[What is needed]
Translate this sentence from the essay on wasps in a trailer into Spanish: "A week ago, my wife and I picked up our trailer on our annual sojourn South for the winter."

The Teachings of Some Insect Planetmates: Knowing the Truth Doesn’t Make You Paranoic, It Makes You Pronoic.
While not approaching the profundity of the above revelation from Hermann Hesse, I have an example of this sort of teaching coming from the physical world occurring in my own life recently. The previous section on Siddhartha was written a while ago, but this event of mine happened only days ago and, by strange coincidence, at the same time that I was contemplating the posting of the section from Hesse.
A week ago, my wife and I picked up our trailer on our annual sojourn South for the winter. It had been stored on a friend’s rural property, deep in the California farm country, three hundred miles North of our eventual destination and six hundred miles from our origin.
We discovered soon enough that not quite a family of wasps, an actual nation of wasps had taken up abode in our trailer.
Now, my wife and I are both spiritual and pacifists, totally uninclined to kill anything, even insects. The death of other things is inevitable in living … we are not fools about it … but we try to learn a different attitude from what we were taught and try to see if peaceful coexistence, if not outright harmony and love, is possible with all that exists.
So our first inclination was to see how the wasps would react if they were simply left alone. We were not deluded in our efforts. Where they were clustered in spots we needed to use, I had to kill off entire families. As near as I can make out … and I’m still not sure … their nest is in a vent above the stove, accessible from the outside and allowing entrance to the inside. But it is not something I can get at to dislodge it. Still, they left us alone and were mysteriously absent except when we were in direct sunlight, when they would become agitated and would come out.
So after our minimal mopping up campaign, we continued down the road the hundreds of miles to our destination. You would think the little invaders would be swept away by the sixty mile per hour winds blowing through their home. But they were not.
Day after day when the sun would be the greatest they would come out. On the second day of this, they were out in forces that reminded me of Hitchcock or Stephen King movies. Scores if not a hundred of them flew above and around us. I had flashbacks to scenes from “The Birds.” One particular image from “The Hunger Games” came to mind, where the tracker jackers attacked and covered one unlucky contestant, stinging her into a puffy ghastly death.
Nevertheless, I tried to remain calm, lying on my bed, wondering what the proper response should be. I mean, this was extraordinary. My cat, Muff, who had been curiously focusing on these creatures at times, at this point looked up at me from the floor with wide terrified eyes and let out a meow of terror and confusion. Also, being the guy I felt it my obligation to protect wife and cat at any and all costs, even if it meant throwing my body between wasps and family.
Still, I was keen to find a different way than all-out war. I know that is what we need to do if we are to survive on this planet (saying this even now as a wasp friend of mine just came in and circled around my right hand as it was typing before flying on over to the window again). So at this time of full infestation, I stopped and watched and remained calm, having faith that Hichcockian horrors only exist in fantasy, not God’s real world.
Meanwhile, my wife went into action. To my amazement, she got out a Mason jar and its lid and began enticing one after another of these beasty things into it then releasing them outside. She encouraged them to leave by keeping the door open as well. I knew this was futile because they could and would come back inside, most of them. Or they would retreat to that inaccessible nest that we could not get rid of despite the hours of freeway driving. Still, I was awestruck by her complete lack of fear in her task. She was as aware as I that we could not live calmly in a tiny twelve by seven trailer with hundreds of wasps buzzing about our heads and filling the air all around. Yet she methodically and without a trace of skittishness, let alone fear, went about collecting and removing our unwanted visitors.

[Data shown]
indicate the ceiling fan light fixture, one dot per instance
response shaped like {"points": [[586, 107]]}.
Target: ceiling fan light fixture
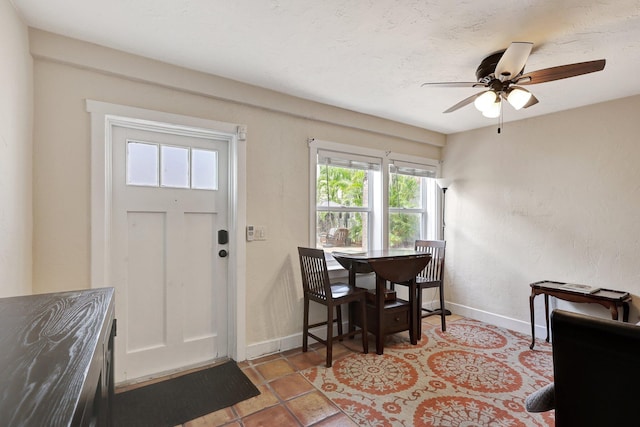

[Solution for this problem]
Hace una semana, mi esposa y yo recogimos nuestro remolque durante nuestro viaje anual hacia el sur para pasar el invierno.